— start Selection —

Finrod Ghennyn wrote:

I've tryed blender for a while. All i got was corrupted sculpty files. If they were even converted.

You must not have muttered the secret Blender curse correctly.  :smileywink:

Posted

I second what Rolig says about texturing. Textures make all the difference and learning how to make them and apply them is worth spending time on.

Regarding Blender. I'm not sure it is more difficult to learn how to create sculpties in Blender than it is in many of the other 3d packages. Have a look at Gaia Clary's tutorials on http://blog.machinimatrix.org/ and I think you will soon find that it is really not that difficult.

- Luc -

Posted

Also, spend some time investigating all the parameters you can vary in the edit dialog for each basic prim, and their combinations. The variety of quite complex shapes you can get is surprising. Many allow you to use one prim where you were using several before.

Posted

Find and examine other vehicles to see how their prim-shapes are assembled. There are some freebies around you could tinker with to get started.

Posted

note, this is an example of a 30 prim vehicle:
VSX-701 "Red Dwarf"

the balloon is 3 prims, the lights 3, the fins 2, the rigging 4 (hollow cylinders textured on touching faces), the seats 2 each, the console 1, the engines 2 each (twisted torii) and the deck is 10 (it curves under like the prow of a carrier)

the tie downs and stand are an additional 7 that are not connected, but rather used as a rezzor. the tie lines are the corners of 2 tapered cubes, one hollow inside the other textured on the touching faces, the pegs are 1 hacked up tube each. and the stand is a sliced cube.... the blue thing is a single prim teleporter with texture animation.

— end Selection —

▶ [Exercise set]:
1. According to the forum thread, whose tutorials are recommended for learning to create sculpties in Blender?
2. Copy the forum thread from "You must not" through "spending time on.", inclusive, substituting "agree with" for "second".
The data records are separate material and unrelated to the forum thread.

— start Data provided —

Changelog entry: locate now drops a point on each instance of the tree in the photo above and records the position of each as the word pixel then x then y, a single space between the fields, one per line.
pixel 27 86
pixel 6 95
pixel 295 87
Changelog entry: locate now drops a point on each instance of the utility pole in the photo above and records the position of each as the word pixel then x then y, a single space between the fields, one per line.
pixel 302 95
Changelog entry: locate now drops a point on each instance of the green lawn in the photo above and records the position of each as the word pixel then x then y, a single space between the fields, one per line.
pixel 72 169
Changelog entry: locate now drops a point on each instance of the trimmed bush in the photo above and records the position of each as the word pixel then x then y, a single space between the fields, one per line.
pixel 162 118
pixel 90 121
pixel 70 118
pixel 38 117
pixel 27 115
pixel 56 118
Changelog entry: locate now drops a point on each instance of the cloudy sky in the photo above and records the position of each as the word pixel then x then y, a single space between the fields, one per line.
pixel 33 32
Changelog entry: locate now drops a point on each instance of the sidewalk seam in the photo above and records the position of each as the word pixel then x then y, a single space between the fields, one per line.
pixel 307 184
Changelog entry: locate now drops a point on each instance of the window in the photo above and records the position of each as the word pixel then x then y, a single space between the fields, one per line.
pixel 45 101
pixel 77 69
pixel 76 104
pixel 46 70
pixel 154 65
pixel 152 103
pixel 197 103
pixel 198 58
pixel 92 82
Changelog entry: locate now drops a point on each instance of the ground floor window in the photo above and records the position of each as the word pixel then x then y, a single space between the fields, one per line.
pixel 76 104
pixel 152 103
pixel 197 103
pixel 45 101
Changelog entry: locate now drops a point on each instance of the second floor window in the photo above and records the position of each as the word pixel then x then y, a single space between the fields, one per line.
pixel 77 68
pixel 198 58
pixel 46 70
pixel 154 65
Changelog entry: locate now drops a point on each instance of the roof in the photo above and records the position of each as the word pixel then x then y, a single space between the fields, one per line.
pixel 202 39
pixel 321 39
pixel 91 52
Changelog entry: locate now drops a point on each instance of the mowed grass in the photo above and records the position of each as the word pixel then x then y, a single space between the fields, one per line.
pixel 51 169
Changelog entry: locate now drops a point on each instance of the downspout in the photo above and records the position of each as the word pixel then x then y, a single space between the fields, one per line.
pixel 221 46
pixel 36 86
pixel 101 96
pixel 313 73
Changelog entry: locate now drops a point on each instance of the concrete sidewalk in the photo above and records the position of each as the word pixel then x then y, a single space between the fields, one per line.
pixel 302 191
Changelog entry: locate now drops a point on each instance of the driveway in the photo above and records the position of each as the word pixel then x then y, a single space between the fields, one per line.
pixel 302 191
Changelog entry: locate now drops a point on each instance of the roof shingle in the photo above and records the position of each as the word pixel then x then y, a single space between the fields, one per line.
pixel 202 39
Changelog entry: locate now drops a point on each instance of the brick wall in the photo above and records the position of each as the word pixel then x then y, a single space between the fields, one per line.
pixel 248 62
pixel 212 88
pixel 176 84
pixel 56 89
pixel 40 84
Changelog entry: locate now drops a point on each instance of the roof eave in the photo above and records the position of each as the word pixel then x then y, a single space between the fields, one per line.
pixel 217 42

— end Data provided —

▶ [Answers to the exercise]:
1. Gaia Clary's tutorials

2.
You must not have muttered the secret Blender curse correctly.  :smileywink:

Posted

I agree with what Rolig says about texturing. Textures make all the difference and learning how to make them and apply them is worth spending time on.